**SUPPLIED PASSAGE**
Our bay gelding, “Buddy,” is coming to the end of his natural life.
Statistics drive home the fact that for every year we have him, three of
his own have passed. Orphaned at an early age, he knows no non-
human concept of love. His life is almost over and I realize that. He
has grown from a baby who used to keep pace with my children to a
stately old companion. Daily, from his side of the fence, he used to
walk next to tricycles, big-wheels, and a parade of dressed-up, bitter,
disapproving cats held captive in old strollers or the ubiquitous wagon.
It was not a place for the faint-hearted but nothing the children did
ever seemed to really surprise him. Now, though, he walks only when
necessary, conserving his energy.

**EXTRACTED RECORDS**
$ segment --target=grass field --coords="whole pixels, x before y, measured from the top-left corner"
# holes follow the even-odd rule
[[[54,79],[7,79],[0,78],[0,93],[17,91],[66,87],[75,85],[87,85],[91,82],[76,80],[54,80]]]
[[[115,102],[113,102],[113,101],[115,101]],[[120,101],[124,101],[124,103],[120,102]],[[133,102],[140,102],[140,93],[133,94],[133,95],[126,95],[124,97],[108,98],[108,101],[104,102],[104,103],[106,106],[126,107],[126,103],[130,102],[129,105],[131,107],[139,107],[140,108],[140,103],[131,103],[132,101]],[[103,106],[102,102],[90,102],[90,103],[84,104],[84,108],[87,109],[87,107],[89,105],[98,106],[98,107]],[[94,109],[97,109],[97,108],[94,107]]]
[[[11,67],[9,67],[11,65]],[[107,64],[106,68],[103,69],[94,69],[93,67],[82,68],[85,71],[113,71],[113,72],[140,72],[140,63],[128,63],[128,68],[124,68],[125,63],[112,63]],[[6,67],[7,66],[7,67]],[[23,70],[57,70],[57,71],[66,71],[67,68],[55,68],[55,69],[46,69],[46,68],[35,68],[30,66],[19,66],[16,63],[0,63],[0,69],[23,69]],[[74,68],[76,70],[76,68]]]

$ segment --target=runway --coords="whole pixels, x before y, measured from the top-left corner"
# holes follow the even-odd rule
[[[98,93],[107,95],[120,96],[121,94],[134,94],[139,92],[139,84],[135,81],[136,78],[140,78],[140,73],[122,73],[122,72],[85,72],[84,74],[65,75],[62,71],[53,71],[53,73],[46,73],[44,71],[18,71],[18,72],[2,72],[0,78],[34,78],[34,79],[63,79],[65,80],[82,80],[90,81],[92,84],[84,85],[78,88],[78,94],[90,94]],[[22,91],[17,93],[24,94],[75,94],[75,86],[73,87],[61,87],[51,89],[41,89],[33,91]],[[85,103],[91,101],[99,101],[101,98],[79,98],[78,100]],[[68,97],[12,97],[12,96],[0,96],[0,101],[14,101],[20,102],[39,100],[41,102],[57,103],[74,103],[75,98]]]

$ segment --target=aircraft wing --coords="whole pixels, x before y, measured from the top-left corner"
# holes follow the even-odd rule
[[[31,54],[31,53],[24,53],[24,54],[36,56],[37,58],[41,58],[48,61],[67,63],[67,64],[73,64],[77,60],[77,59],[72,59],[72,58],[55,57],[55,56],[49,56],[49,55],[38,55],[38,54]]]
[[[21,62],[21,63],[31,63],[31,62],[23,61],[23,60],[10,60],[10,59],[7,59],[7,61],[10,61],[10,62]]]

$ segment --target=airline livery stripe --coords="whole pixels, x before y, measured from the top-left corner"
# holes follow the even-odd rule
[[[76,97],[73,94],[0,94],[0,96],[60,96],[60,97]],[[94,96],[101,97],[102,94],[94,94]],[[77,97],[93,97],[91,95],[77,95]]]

--

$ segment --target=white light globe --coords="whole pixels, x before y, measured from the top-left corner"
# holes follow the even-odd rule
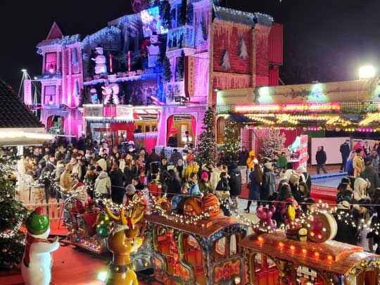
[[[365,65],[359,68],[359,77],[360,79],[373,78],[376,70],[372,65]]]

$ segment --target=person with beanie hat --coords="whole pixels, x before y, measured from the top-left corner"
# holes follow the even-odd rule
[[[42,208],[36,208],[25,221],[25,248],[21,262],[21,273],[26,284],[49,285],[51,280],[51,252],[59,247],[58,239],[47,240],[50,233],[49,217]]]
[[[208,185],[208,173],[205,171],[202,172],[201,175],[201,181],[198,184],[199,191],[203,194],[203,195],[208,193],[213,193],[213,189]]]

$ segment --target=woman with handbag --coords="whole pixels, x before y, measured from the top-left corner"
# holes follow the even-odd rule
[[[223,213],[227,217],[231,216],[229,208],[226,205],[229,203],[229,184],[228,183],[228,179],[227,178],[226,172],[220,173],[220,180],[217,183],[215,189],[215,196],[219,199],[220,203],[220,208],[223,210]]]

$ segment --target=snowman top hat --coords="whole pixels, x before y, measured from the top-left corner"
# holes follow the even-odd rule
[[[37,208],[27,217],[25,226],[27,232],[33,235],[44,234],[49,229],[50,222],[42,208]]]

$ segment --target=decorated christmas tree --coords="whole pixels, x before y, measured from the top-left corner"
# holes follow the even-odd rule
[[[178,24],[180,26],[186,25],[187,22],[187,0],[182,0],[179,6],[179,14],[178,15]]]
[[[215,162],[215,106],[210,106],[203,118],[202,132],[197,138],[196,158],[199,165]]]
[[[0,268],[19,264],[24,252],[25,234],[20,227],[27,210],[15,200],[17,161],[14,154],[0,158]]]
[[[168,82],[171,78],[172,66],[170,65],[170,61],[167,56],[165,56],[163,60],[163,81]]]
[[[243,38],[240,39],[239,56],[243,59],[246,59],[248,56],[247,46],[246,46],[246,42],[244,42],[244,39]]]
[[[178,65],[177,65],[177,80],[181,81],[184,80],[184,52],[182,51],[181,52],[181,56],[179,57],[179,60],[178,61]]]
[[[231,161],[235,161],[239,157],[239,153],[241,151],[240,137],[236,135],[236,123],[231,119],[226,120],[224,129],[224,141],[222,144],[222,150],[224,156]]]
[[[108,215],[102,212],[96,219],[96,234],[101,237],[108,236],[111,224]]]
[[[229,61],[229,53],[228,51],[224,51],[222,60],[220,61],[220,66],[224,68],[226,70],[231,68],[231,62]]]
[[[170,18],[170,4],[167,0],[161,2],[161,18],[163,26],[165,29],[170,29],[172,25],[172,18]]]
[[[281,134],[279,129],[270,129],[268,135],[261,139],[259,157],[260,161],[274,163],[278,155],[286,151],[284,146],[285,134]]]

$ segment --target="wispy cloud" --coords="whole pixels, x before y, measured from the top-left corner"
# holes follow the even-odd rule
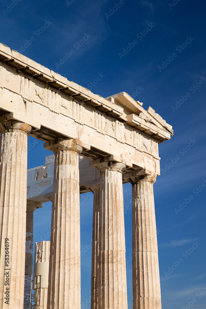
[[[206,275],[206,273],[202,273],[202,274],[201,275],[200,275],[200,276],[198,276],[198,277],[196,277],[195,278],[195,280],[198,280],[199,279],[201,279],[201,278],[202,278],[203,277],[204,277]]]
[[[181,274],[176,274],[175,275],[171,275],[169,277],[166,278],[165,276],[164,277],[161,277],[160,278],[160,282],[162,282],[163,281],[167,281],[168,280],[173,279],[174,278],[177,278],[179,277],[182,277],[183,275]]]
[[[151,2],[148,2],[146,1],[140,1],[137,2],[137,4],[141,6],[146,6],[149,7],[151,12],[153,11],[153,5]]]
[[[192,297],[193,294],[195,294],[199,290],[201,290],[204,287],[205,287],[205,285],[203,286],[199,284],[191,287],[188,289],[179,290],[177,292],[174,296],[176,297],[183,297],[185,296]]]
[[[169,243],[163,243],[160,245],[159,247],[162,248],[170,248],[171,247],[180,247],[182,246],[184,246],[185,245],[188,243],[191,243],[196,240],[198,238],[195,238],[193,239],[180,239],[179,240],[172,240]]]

...

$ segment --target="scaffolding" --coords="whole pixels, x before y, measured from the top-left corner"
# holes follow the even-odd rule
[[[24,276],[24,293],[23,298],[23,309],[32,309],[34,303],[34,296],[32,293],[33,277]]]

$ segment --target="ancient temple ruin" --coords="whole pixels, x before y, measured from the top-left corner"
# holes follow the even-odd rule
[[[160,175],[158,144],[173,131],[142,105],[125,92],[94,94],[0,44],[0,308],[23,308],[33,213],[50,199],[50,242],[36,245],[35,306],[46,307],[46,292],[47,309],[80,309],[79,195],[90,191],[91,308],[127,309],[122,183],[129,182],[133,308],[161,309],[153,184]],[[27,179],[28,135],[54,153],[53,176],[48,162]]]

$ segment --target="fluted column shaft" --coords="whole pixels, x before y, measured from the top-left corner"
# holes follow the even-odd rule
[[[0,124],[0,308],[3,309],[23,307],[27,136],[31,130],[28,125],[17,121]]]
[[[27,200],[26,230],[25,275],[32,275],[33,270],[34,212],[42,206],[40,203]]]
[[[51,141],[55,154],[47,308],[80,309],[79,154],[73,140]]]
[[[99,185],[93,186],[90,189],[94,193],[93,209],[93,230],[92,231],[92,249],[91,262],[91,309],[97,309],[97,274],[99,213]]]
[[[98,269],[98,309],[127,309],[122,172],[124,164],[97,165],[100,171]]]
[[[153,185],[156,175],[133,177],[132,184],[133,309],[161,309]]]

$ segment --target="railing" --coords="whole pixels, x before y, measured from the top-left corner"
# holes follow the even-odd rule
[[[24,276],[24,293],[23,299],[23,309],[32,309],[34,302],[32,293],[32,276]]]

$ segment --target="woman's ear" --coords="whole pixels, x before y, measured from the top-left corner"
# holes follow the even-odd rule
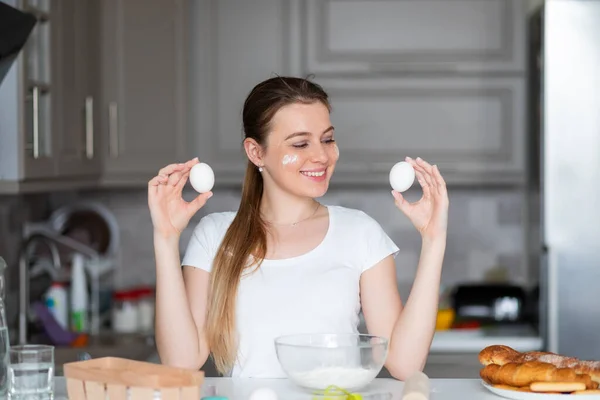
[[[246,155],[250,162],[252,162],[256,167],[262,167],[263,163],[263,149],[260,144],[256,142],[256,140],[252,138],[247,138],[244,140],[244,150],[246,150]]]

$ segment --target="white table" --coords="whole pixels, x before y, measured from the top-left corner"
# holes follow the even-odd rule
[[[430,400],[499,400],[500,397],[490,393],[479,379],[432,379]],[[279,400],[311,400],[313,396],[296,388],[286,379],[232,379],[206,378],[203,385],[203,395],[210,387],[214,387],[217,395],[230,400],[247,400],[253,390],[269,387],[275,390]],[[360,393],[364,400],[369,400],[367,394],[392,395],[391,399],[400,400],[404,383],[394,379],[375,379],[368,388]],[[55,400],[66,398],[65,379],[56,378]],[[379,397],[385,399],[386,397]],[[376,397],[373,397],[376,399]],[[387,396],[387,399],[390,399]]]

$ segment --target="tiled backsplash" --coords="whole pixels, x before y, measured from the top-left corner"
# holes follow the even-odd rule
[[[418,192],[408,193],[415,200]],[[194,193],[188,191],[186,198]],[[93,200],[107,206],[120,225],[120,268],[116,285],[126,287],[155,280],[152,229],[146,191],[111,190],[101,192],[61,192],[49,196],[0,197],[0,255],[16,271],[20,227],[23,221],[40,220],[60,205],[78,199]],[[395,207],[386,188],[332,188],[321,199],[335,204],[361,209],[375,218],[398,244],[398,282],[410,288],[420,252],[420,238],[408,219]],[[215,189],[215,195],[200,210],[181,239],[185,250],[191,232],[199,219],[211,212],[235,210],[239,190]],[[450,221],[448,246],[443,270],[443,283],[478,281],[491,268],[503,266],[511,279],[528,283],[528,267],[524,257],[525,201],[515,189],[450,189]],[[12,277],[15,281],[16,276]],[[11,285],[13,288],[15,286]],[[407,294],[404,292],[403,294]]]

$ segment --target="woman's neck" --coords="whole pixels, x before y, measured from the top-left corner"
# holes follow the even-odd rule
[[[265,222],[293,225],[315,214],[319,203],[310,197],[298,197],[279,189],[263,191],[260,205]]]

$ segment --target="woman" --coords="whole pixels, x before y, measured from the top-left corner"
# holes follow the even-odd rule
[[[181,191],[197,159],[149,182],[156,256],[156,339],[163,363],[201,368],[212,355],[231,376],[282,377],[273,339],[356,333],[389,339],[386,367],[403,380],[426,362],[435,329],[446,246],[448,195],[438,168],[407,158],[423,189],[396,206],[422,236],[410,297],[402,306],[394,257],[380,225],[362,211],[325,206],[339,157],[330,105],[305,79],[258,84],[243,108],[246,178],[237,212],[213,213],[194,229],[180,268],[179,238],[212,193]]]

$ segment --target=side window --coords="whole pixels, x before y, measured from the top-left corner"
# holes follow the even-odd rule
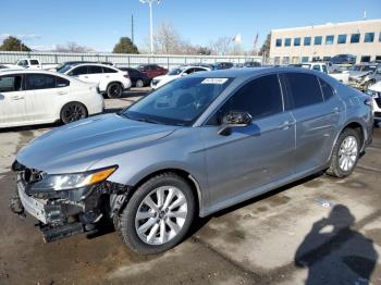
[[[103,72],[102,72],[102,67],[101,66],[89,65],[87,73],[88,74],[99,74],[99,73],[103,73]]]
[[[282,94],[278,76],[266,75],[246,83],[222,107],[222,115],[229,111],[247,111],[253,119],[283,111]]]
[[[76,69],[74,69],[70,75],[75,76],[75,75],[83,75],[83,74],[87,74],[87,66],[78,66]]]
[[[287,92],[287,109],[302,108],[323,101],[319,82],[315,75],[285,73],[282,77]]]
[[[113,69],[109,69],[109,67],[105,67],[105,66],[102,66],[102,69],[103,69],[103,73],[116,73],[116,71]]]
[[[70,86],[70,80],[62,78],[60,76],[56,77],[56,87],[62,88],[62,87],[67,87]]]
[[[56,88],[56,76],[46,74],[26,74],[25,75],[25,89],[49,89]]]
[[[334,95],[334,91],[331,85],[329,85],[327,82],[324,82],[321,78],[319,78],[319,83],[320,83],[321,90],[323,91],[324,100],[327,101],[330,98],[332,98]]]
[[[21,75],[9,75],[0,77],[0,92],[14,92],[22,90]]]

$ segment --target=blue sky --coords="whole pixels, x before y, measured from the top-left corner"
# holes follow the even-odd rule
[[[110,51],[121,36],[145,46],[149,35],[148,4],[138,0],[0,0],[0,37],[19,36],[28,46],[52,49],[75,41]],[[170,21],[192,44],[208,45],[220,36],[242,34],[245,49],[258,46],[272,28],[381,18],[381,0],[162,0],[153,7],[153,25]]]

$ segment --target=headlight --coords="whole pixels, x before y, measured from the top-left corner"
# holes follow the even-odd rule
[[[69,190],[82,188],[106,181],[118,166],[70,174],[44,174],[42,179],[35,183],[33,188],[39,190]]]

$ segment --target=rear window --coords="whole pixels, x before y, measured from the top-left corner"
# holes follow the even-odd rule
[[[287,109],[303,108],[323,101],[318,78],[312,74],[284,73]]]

**YOUR TASKS**
A – In the passage about the aging horse Buddy, how many of his own years pass for each year the family has him?
B – Rewrite the passage about the horse Buddy between "Statistics drive home" and "conserving his energy.", inclusive, substituting "kids" for "children".
C – Extend the passage about the aging horse Buddy by continuing it after its final sentence.

**RESPONSES TO THE EXERCISE**
A – Three of his years pass for each year the family has him.

B –
Statistics drive home the fact that for every year we have him, three of
his own have passed. Orphaned at an early age, he knows no non-
human concept of love. His life is almost over and I realize that. He
has grown from a baby who used to keep pace with my kids to a
stately old companion. Daily, from his side of the fence, he used to
walk next to tricycles, big-wheels, and a parade of dressed-up, bitter,
disapproving cats held captive in old strollers or the ubiquitous wagon.
It was not a place for the faint-hearted but nothing the kids did
ever seemed to really surprise him. Now, though, he walks only when
necessary, conserving his energy.

C –
There is a path leading from our house to the pasture; this path is over
twenty-five years old. Pregnant, I had traversed this path; later, I
hand-carried my babies and then led them as toddlers down this same
path. As they grew older, they followed me, then eventually ran on
their own. They ended up having their own horses and ponies but
due to the fact that Buddy is a Thoroughbred and somewhat high-
tempered, he was always my horse. I was present when he came into
the world and I will be there when he leaves it. I pray that an angel will
be as excited to see him as I was.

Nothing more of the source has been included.